▶ [TAREFA 1]: No texto sobre os factos provados, qual é o capital social da Ré?
▶ [TAREFA 2]: Prossiga o texto sobre os factos provados a partir da última frase apresentada.

Por isso, importa pois recordar aqui qual o conteúdo da mesma decisão, a qual sem mais se mantém.
Assim:
Discutida a causa, resultaram provados os seguintes factos:
A. A Ré é uma sociedade anónima, matriculada na Conservatória do Registo Comercial de Oliveira de Azeméis, sob o número único de matrícula e pessoa colectiva ........., com sede Av. ..., ..., n.º .., ..., ....-..., Oliveira de Azeméis, com o capital social de 2.500.000€ (dois milhões e quinhentos mil euros).
B. Tendo a Ré como objecto social a construção civil e obras públicas, comércio de materiais de construção civil e obras públicas, compra e venda de máquinas para a indústria de construção civil, obras públicas e outras.
C. Por sua vez, o A é accionista da identificada sociedade Ré, sendo detentor de 27000 acções nominativas e contitular de 419000 acções ao portador, no regime de contitularidade sem determinação de parte ou direito, com os demais accionistas, D..., E... e F..., respectivamente, mãe e irmãos do A.

▶ [EXCERTOS DAS LINHAS]:
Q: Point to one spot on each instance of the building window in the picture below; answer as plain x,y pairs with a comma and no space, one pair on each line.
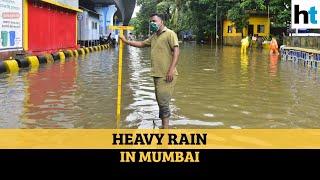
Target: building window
260,28
229,29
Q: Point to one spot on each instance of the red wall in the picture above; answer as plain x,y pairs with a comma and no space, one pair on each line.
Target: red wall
51,30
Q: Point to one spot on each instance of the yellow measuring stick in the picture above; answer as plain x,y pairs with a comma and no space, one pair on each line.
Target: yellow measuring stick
121,29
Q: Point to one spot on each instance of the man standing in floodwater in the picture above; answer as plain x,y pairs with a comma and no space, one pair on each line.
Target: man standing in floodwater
164,59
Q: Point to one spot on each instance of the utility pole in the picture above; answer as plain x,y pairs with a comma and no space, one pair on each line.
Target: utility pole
216,23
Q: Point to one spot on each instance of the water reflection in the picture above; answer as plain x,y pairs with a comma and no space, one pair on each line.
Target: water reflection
217,88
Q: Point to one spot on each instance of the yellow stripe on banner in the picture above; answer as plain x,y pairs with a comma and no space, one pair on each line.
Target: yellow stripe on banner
76,54
33,61
62,56
215,138
11,66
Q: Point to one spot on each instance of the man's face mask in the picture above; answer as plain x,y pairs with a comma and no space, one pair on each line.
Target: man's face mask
154,27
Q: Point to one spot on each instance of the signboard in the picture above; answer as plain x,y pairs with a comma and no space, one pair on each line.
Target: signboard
305,14
72,3
11,24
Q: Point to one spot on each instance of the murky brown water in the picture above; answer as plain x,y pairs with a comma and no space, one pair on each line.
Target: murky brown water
215,89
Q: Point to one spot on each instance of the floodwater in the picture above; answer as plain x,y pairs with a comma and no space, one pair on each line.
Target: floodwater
216,88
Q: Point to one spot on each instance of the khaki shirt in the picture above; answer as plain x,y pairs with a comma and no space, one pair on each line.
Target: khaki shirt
162,51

▶ [RESPOSTA CERTA 1]: 2.500.000€ (dois milhões e quinhentos mil euros).

▶ [RESPOSTA CERTA 2]:
D. Através de comunicação electrónica, foi o A convocado para a realização de uma Assembleia Geral Extraordinária, a ter lugar no dia 30 de Setembro de 2016, pelas 18h00, com a ordem de trabalhos seguinte:
“Ponto Um – Apreciação, discussão e votação de uma proposta de alterações à redacção dos artigos 2º, 7º e 13º do pacto social;
Ponto Dois – Apreciação, discussão e votação do texto de três novos artigos a introduzir no pacto social destinados a regular as matérias relativas a “Direito de Informação” “Proibição de Concorrência” e “Amortização de acções”
Ponto Três – Apreciação, discussão e votação das alterações propostas relativas à remuneração e arrumação sistemática do pacto social, decorrente da aprovação das matérias constantes do ponto dois da ordem de trabalhos.”
E. Para tanto, foi entregue ao A uma proposta de alteração aos estatutos, contendo a nova redacção dos artigos do pacto social a alterar (2.º, 7º e 13º), os artigos novos a introduzir e uma versão do texto actualizado do contrato de sociedade.
F. Do referido texto, resulta a seguinte redacção para os citados artigos:
“Artigo 2º Sede
1-A sede social é na Av. ..., n.º .., União de Freguesias ..., ... e ..., concelho de Oliveira de Azeméis.
2-Por simples deliberação do Conselho de Administração a sociedade poderá criar, transferir ou encerrar sucursais, agências, delegações ou outras formas de representação social”.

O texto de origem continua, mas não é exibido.